Given request —
The records that follow must be repeated verbatim, every one of them.

***** Provided material *****

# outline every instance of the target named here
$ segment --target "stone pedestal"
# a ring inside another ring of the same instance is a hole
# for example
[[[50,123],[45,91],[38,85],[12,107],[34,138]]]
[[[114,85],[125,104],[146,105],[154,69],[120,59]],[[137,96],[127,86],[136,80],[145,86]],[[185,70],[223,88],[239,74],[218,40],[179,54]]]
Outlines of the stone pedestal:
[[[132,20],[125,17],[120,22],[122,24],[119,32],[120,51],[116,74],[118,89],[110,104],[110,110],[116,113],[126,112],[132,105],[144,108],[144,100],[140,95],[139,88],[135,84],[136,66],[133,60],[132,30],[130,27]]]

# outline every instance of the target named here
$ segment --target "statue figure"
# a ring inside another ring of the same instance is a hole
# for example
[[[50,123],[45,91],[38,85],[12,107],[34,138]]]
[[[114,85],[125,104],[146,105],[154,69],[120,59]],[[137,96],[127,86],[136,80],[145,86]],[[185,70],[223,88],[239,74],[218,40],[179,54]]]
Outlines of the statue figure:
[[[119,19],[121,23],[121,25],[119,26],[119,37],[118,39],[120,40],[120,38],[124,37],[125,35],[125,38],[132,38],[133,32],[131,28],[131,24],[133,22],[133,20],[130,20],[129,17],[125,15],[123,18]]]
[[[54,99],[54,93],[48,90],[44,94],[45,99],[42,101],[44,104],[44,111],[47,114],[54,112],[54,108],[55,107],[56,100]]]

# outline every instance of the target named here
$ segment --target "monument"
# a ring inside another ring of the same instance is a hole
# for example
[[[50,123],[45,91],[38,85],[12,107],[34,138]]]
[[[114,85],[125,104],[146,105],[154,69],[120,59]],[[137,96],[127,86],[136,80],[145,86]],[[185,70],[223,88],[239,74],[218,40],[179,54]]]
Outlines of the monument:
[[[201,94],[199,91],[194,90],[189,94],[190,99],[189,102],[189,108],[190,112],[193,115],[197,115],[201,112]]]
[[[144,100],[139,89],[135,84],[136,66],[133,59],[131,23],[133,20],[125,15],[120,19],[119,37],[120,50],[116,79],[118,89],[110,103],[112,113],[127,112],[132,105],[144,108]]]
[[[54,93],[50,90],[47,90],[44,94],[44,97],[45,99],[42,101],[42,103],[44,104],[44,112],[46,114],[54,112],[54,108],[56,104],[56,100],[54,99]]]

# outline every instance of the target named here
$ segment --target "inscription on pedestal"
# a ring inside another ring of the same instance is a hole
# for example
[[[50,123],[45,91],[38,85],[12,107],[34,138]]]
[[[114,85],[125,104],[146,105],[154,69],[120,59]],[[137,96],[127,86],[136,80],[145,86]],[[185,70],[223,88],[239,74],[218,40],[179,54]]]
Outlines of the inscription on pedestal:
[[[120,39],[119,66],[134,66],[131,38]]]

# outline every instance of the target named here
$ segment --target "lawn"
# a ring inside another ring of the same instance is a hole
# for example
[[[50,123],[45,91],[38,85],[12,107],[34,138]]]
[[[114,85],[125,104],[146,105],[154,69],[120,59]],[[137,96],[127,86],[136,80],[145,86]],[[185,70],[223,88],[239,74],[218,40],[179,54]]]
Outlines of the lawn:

*****

Reply —
# outline every instance of the target named here
$ segment --target "stone pedestal"
# a ring inside another ring of the same instance is a hole
# for example
[[[50,123],[45,91],[38,85],[12,107],[34,138]]]
[[[114,85],[125,104],[146,105],[154,69],[120,59]],[[137,96],[127,86],[136,80],[145,86]],[[185,70],[223,88],[239,74],[218,40],[179,54]]]
Outlines of the stone pedestal:
[[[132,20],[125,17],[120,22],[122,24],[119,32],[120,51],[116,74],[118,89],[110,104],[110,110],[116,113],[126,112],[132,105],[144,108],[144,100],[140,95],[139,88],[135,84],[136,66],[133,60],[132,30],[130,27]]]

# outline every instance of the target named here
$ segment --target "statue figure"
# a ring inside another ring of the same instance is a hole
# for example
[[[50,123],[45,91],[38,85],[12,107],[34,138]]]
[[[114,85],[125,104],[146,105],[154,69],[120,59]],[[137,96],[127,86],[136,80],[145,86]],[[185,70],[223,88],[239,74],[218,40],[179,54]]]
Outlines of the statue figure:
[[[119,19],[121,23],[121,25],[119,26],[119,37],[118,39],[120,40],[120,38],[124,37],[125,35],[125,38],[132,38],[133,32],[131,28],[131,24],[133,22],[133,20],[130,20],[129,17],[125,15],[123,18]]]
[[[54,99],[54,93],[48,90],[44,94],[45,99],[42,101],[44,104],[44,111],[47,114],[54,112],[54,108],[55,107],[56,100]]]

# outline every instance of the target named here
$ segment --target "monument"
# a ring inside another ring of the same instance is a hole
# for example
[[[50,123],[45,91],[38,85],[12,107],[34,138]]]
[[[114,85],[125,104],[146,105],[154,69],[120,59]],[[137,96],[127,86],[136,80],[145,86]],[[185,70],[223,88],[239,74],[218,40],[179,54]]]
Outlines of the monument:
[[[201,94],[199,91],[194,90],[189,94],[190,99],[189,102],[189,108],[190,112],[193,115],[197,115],[201,112]]]
[[[144,100],[139,89],[135,84],[136,66],[133,59],[131,23],[133,20],[125,15],[120,19],[119,37],[120,50],[116,79],[118,89],[110,103],[112,113],[127,112],[132,105],[144,108]]]
[[[54,93],[50,90],[47,90],[44,94],[44,97],[45,99],[42,101],[42,103],[44,104],[44,112],[46,114],[54,112],[54,108],[56,104],[56,100],[54,99]]]

# outline every instance of the target named here
$ segment --target "inscription on pedestal"
# a ring inside another ring of the same instance is a hole
# for example
[[[50,123],[45,91],[38,85],[12,107],[34,138]]]
[[[114,85],[125,104],[146,105],[154,69],[120,59]],[[137,96],[127,86],[136,80],[145,86]],[[185,70],[223,88],[239,74],[218,40],[179,54]]]
Outlines of the inscription on pedestal:
[[[120,39],[119,66],[134,66],[131,38]]]

# outline every instance of the target named here
$ segment --target "lawn"
# a ring inside another ring of the same instance is a hole
# for example
[[[50,123],[45,91],[38,85],[12,107],[34,138]]]
[[[114,85],[125,104],[146,105],[154,69],[120,59]],[[137,96],[127,86],[136,80],[145,86]],[[185,70],[223,88],[239,74],[218,40],[179,54]]]
Outlines of the lawn:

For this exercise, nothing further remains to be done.